EXERCISE INSTRUCTIONS — The answer is every record that follows, printed exactly.

------------------------------------------------------------

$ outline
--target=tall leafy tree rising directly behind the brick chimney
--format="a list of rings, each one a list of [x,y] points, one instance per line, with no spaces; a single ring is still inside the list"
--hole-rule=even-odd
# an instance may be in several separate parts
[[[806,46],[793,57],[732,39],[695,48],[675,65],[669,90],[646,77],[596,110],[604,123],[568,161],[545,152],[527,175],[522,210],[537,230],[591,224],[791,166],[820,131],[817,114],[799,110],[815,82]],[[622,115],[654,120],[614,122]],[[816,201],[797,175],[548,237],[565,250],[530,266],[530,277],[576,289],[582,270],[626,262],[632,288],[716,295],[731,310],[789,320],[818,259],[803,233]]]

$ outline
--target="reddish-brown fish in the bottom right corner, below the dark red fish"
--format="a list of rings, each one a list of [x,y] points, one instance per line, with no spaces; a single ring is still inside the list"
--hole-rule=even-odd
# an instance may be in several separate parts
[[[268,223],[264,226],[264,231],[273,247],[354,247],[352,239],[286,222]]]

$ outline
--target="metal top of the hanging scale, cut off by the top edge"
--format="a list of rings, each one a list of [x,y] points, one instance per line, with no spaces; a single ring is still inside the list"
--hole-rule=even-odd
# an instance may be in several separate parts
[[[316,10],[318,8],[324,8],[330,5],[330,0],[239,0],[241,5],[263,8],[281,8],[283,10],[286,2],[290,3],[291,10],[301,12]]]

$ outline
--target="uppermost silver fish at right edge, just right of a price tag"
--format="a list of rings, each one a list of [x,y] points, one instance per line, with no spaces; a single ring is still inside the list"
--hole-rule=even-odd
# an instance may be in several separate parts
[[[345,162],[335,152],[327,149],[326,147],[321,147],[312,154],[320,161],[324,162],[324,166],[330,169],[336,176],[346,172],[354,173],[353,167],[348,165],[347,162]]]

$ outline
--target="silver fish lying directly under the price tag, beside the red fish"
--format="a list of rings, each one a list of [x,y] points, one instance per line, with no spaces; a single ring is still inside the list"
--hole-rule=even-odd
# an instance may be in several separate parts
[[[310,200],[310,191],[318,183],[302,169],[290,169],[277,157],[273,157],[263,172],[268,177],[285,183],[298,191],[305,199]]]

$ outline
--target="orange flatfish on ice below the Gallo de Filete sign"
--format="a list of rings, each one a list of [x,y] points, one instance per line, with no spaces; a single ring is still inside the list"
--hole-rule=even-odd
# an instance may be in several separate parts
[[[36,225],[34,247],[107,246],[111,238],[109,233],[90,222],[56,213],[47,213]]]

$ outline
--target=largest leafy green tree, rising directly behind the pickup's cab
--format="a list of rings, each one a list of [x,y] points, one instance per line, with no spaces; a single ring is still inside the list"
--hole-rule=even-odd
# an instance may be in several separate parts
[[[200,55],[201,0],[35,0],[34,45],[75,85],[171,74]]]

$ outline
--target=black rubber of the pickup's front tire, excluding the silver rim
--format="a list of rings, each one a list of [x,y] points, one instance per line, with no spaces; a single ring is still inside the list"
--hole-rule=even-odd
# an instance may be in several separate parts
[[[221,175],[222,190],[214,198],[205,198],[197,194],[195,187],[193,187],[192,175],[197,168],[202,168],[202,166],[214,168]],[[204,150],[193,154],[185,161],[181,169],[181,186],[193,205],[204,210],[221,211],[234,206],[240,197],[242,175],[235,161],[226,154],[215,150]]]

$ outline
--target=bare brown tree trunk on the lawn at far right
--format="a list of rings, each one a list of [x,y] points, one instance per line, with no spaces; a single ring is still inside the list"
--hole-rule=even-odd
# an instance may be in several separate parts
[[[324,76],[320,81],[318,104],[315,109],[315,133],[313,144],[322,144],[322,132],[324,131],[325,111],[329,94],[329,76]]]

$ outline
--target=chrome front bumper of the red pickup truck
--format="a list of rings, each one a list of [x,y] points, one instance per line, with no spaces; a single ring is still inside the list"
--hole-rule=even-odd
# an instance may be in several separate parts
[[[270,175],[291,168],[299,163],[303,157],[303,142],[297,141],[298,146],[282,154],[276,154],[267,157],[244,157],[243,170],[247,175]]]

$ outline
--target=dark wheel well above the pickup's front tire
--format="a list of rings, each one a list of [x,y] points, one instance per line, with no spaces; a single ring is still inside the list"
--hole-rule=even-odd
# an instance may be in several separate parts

------------------------------------------------------------

SOLUTION TO THIS EXERCISE —
$ outline
--target=tall leafy tree rising directly behind the brick chimney
--format="a list of rings, each one a list of [x,y] points, one instance per line, with no spaces; a single ring is still inside the list"
--hole-rule=even-odd
# an instance may be in several separate parts
[[[806,46],[793,57],[732,39],[695,48],[675,65],[669,90],[646,77],[596,110],[604,123],[568,161],[545,152],[527,175],[522,210],[537,230],[591,224],[791,166],[820,131],[817,114],[799,110],[815,82]],[[622,115],[654,120],[614,122]],[[816,201],[797,175],[548,237],[565,250],[530,266],[530,277],[576,289],[582,270],[626,262],[632,288],[716,295],[731,310],[789,320],[818,259],[803,233]]]

$ outline
--target="reddish-brown fish in the bottom right corner, below the dark red fish"
--format="a list of rings, each one a list of [x,y] points, one instance per line, with no spaces; a single ring is still inside the list"
--hole-rule=even-odd
# an instance may be in several separate parts
[[[268,223],[264,226],[264,231],[273,247],[354,247],[352,239],[286,222]]]

$ outline
--target="metal top of the hanging scale, cut off by the top edge"
--format="a list of rings, each one a list of [x,y] points, one instance per line, with no spaces; a single ring is still inside the list"
--hole-rule=even-odd
# an instance may be in several separate parts
[[[316,10],[318,8],[324,8],[330,5],[330,0],[239,0],[241,5],[263,8],[281,8],[283,10],[286,2],[290,3],[291,10],[301,12]]]

$ outline
--target="uppermost silver fish at right edge, just right of a price tag"
--format="a list of rings, each one a list of [x,y] points, one instance per line, with no spaces; a single ring is still inside the list"
--hole-rule=even-odd
# an instance may be in several separate parts
[[[345,162],[335,152],[327,149],[326,147],[321,147],[312,154],[320,161],[324,162],[324,166],[330,169],[336,176],[346,172],[354,173],[353,167],[348,165],[347,162]]]

$ outline
--target="silver fish lying directly under the price tag, beside the red fish"
--format="a list of rings, each one a list of [x,y] points, one instance per line, with no spaces; a single ring is still inside the list"
--hole-rule=even-odd
# an instance may be in several separate parts
[[[310,200],[310,191],[318,183],[302,169],[290,169],[277,157],[273,157],[263,172],[268,177],[285,183],[298,191],[305,199]]]

$ outline
--target="orange flatfish on ice below the Gallo de Filete sign"
--format="a list of rings, each one a list of [x,y] points, one instance per line, with no spaces; a single ring is still inside the list"
--hole-rule=even-odd
# an instance may be in several separate parts
[[[36,225],[34,247],[107,246],[111,238],[109,233],[90,222],[56,213],[47,213]]]

$ outline
--target=largest leafy green tree, rising directly behind the pickup's cab
--format="a list of rings, each one a list of [x,y] points, one instance per line, with no spaces; a single ring is still inside the list"
--hole-rule=even-odd
# an instance may be in several separate parts
[[[200,55],[201,0],[35,0],[34,45],[75,85],[171,74]]]

$ outline
--target=black rubber of the pickup's front tire, excluding the silver rim
--format="a list of rings, each one a list of [x,y] points, one instance per line, with no spaces; a single ring is still inside the list"
--hole-rule=even-odd
# an instance may be in several separate parts
[[[221,175],[222,190],[214,198],[205,198],[197,194],[195,187],[193,187],[192,175],[197,168],[202,168],[202,166],[214,168]],[[204,150],[193,154],[185,161],[181,169],[181,186],[193,205],[204,210],[221,211],[234,206],[240,197],[242,175],[235,161],[226,154],[215,150]]]

$ outline
--target=bare brown tree trunk on the lawn at far right
--format="a list of rings, each one a list of [x,y] points, one instance per line, with no spaces; a single ring is still inside the list"
--hole-rule=even-odd
# an instance may be in several separate parts
[[[324,76],[320,81],[318,104],[315,109],[315,133],[313,144],[322,144],[322,132],[324,131],[325,111],[329,94],[329,76]]]

$ outline
--target=chrome front bumper of the red pickup truck
--format="a list of rings, each one a list of [x,y] points, one instance per line, with no spaces; a single ring is still inside the list"
--hole-rule=even-odd
# an instance may be in several separate parts
[[[270,175],[291,168],[299,163],[303,157],[303,142],[297,141],[298,146],[282,154],[276,154],[267,157],[244,157],[243,170],[247,175]]]

$ outline
--target=dark wheel well above the pickup's front tire
--format="a list of rings, each one a list of [x,y] points, one instance per line, with no spaces; a single ring is still inside the list"
--hole-rule=even-odd
# an instance may be in several separate parts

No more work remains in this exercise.